▶ _Records provided_

▼

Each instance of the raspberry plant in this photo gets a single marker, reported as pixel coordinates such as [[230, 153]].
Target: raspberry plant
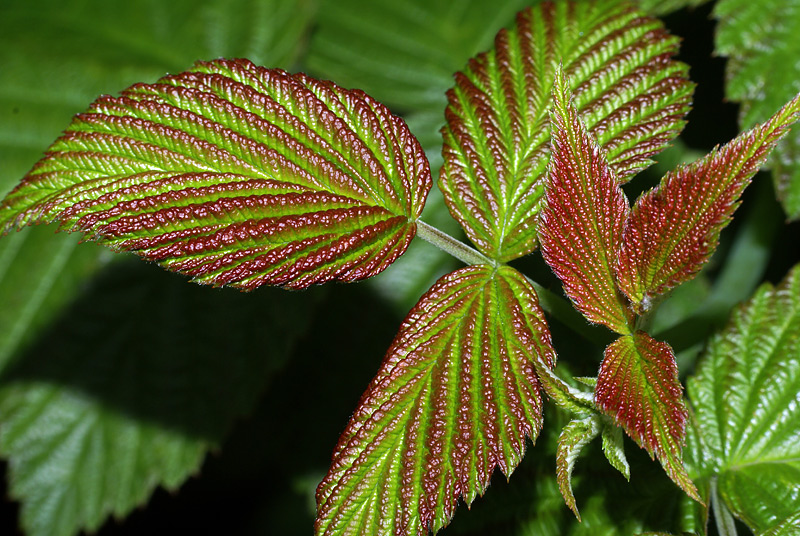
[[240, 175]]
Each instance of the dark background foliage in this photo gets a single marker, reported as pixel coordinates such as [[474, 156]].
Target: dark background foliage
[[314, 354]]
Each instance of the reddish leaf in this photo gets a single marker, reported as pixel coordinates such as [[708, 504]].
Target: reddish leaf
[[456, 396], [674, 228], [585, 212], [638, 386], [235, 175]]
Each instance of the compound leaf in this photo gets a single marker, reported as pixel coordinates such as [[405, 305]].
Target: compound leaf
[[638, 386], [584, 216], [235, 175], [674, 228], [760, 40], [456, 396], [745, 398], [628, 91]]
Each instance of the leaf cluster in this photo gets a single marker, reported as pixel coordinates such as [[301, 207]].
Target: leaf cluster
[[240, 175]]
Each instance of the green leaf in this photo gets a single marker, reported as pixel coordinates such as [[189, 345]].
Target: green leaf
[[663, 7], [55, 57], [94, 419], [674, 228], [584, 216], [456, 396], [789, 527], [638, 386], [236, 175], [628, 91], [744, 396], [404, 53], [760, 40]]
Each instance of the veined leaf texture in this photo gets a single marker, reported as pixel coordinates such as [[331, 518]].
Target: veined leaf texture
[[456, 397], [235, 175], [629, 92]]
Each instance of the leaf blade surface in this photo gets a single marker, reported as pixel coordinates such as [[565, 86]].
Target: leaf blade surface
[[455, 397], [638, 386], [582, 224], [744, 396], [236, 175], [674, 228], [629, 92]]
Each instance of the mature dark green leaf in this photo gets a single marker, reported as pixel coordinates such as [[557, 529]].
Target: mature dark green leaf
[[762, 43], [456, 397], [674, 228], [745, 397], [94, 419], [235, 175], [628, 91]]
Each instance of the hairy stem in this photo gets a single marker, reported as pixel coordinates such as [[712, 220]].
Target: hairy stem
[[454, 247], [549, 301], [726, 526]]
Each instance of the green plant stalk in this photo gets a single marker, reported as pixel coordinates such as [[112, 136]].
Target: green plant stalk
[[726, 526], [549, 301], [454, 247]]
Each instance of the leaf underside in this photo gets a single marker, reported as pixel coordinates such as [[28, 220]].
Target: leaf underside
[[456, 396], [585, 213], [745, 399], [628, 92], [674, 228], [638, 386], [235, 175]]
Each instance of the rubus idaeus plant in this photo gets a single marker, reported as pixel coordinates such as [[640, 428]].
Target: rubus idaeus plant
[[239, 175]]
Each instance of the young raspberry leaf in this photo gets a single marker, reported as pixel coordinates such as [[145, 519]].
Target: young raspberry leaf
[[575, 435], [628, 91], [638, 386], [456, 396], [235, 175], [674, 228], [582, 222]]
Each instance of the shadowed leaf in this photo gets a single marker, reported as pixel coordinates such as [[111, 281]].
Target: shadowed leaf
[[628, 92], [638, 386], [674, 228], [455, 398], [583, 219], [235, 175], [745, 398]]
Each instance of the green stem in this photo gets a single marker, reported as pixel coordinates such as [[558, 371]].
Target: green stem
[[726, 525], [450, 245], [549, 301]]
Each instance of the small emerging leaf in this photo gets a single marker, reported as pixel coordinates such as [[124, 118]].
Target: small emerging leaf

▲

▶ _Required task_
Could you lay out the lines of the rows above, starting at the line containing "Each instance of the compound" and ending at the line containing "53], [760, 40]]", as a JSON list of strings with one string per line and blank lines dropped?

▶ _Task result_
[
  "Each instance of the compound leaf in this photo gets a single marker, reported as pixel coordinates such as [[405, 305]].",
  "Target: compound leaf",
  "[[638, 386], [584, 216], [235, 175], [674, 228], [760, 40], [456, 396], [745, 398], [628, 91]]",
  "Each instance of the leaf cluster in this photo gets a single marker, reported as pixel coordinates such as [[301, 207]].",
  "Target: leaf cluster",
  "[[240, 175]]",
  "Each instance of the green leaf in this photo gets a single marker, reported as pixel coordinates such as [[189, 345]].",
  "Target: green leaf",
  "[[663, 7], [55, 57], [94, 419], [674, 228], [584, 216], [456, 396], [789, 527], [638, 386], [236, 175], [628, 91], [744, 396], [404, 53], [760, 40]]"
]